SET TASK: Return each line in the records below that contains the word "pale". Case counts.

ENTRIES PROVIDED:
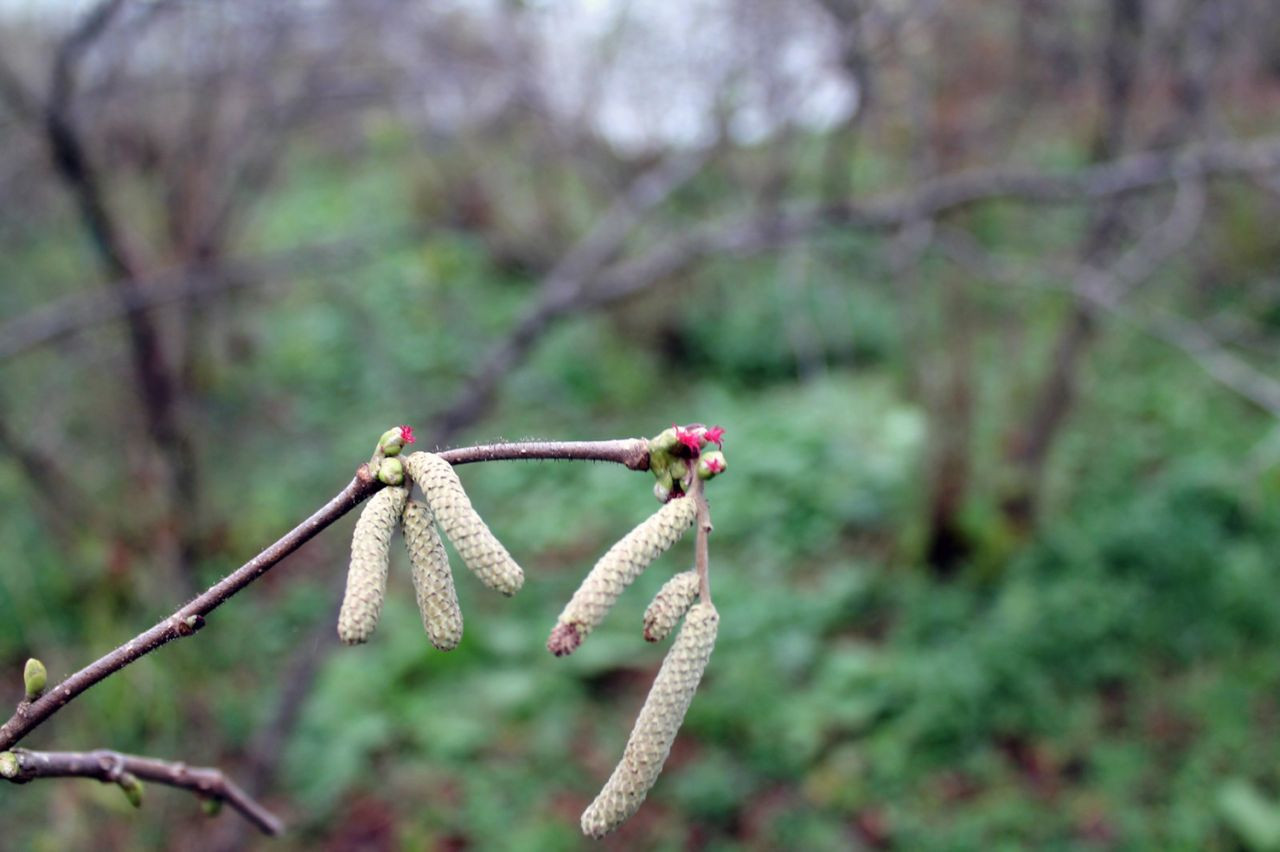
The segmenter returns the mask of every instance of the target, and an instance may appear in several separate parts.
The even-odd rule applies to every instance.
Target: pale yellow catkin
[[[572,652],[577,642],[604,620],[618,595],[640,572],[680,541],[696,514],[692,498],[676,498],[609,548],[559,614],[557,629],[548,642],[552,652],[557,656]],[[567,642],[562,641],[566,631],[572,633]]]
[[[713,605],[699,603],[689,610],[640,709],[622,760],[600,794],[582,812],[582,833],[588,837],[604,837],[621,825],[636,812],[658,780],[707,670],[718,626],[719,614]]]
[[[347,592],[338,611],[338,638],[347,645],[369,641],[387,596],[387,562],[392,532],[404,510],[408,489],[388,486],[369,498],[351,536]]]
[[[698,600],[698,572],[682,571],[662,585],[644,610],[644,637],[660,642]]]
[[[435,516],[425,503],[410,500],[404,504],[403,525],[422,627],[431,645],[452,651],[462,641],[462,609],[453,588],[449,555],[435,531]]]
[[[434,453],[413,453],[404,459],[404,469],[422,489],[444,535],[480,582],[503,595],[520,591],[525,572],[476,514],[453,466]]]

...

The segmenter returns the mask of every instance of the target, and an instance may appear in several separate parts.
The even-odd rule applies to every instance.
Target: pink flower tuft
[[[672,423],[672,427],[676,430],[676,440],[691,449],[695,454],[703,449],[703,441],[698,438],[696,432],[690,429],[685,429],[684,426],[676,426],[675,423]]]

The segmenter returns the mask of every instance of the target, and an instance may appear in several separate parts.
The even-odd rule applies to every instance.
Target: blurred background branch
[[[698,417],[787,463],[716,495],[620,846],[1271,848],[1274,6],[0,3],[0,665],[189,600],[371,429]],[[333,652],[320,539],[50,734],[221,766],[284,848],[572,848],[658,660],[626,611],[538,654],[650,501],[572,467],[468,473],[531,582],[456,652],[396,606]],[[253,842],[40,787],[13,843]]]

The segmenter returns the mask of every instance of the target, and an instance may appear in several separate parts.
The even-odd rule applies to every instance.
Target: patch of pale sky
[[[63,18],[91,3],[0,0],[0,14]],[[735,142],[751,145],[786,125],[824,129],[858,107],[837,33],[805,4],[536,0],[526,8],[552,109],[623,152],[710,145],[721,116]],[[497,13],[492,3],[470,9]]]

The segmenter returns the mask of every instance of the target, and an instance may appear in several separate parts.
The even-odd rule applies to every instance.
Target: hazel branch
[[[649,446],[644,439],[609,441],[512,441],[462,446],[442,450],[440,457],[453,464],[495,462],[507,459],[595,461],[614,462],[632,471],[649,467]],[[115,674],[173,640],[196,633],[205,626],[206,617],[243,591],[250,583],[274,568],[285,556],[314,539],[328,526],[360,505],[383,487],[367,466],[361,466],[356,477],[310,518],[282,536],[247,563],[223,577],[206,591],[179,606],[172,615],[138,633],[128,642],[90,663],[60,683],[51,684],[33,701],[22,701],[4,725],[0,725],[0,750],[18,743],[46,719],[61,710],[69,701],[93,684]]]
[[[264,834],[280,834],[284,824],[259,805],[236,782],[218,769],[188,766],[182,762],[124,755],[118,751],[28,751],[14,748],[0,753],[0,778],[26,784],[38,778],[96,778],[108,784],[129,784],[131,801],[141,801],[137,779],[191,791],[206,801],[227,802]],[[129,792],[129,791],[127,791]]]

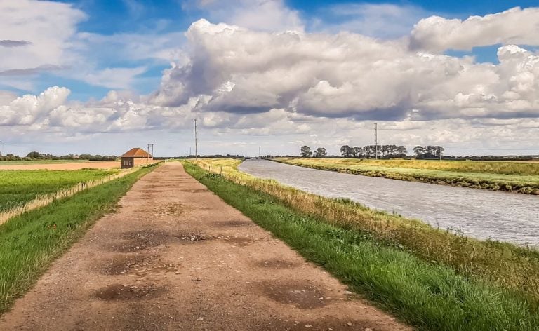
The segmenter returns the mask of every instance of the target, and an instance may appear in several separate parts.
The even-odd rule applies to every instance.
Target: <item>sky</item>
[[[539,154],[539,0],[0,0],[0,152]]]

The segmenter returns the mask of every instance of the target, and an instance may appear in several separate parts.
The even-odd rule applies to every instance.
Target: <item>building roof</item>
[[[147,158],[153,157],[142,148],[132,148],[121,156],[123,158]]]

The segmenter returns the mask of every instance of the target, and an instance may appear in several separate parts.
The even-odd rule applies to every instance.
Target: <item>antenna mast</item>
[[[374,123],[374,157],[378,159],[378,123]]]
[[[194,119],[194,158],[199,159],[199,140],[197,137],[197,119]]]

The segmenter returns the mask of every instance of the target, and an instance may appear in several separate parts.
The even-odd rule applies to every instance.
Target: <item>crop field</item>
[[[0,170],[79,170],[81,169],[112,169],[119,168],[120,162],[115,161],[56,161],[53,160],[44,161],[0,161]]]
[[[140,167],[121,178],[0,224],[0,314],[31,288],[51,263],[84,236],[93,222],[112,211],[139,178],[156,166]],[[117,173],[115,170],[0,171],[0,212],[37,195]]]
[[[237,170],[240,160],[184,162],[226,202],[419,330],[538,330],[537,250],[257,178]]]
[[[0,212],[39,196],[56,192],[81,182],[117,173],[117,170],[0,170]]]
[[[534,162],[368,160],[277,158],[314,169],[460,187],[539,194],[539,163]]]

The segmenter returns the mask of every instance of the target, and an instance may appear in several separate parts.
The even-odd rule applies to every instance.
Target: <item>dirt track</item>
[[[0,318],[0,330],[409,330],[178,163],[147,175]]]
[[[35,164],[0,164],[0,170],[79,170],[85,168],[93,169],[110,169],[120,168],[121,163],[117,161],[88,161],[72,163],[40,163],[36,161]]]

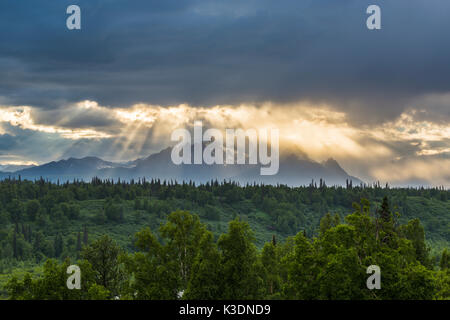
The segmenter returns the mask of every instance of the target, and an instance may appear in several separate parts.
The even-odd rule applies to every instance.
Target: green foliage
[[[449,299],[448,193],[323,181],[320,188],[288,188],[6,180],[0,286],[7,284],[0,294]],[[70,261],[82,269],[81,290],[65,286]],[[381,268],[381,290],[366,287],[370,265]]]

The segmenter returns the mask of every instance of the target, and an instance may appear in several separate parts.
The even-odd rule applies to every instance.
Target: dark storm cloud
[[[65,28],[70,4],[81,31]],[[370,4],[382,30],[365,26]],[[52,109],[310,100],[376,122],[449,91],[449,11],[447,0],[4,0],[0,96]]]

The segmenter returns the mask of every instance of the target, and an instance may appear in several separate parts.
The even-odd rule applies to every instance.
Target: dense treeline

--

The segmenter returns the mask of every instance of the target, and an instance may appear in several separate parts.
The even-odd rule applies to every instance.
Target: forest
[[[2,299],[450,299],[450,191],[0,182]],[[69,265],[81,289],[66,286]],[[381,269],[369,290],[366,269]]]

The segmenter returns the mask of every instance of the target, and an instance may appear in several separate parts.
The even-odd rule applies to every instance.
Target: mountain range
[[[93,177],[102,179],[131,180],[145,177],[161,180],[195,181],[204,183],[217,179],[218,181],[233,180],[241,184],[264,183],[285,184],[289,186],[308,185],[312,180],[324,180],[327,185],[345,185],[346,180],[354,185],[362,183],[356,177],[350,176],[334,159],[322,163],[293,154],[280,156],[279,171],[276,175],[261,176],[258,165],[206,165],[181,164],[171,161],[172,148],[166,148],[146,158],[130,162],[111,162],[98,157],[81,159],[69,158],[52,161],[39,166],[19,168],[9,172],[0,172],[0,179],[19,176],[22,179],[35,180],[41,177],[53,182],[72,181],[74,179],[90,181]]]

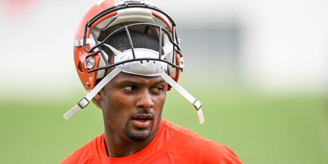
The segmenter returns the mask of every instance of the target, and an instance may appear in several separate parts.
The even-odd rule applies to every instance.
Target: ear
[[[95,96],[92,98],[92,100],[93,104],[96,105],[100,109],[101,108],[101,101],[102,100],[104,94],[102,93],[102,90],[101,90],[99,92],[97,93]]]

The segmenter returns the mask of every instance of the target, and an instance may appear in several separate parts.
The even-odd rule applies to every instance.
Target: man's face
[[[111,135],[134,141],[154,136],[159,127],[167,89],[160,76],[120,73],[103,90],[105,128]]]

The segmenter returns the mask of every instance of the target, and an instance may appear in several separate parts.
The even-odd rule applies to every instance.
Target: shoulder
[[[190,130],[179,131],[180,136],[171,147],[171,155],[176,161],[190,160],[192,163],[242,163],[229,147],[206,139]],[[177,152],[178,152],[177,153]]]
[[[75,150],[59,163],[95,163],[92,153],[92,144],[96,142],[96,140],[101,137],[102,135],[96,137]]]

RESPONSE TO THIS TASK:
Target: pale yellow catkin
Target: patch of pale sky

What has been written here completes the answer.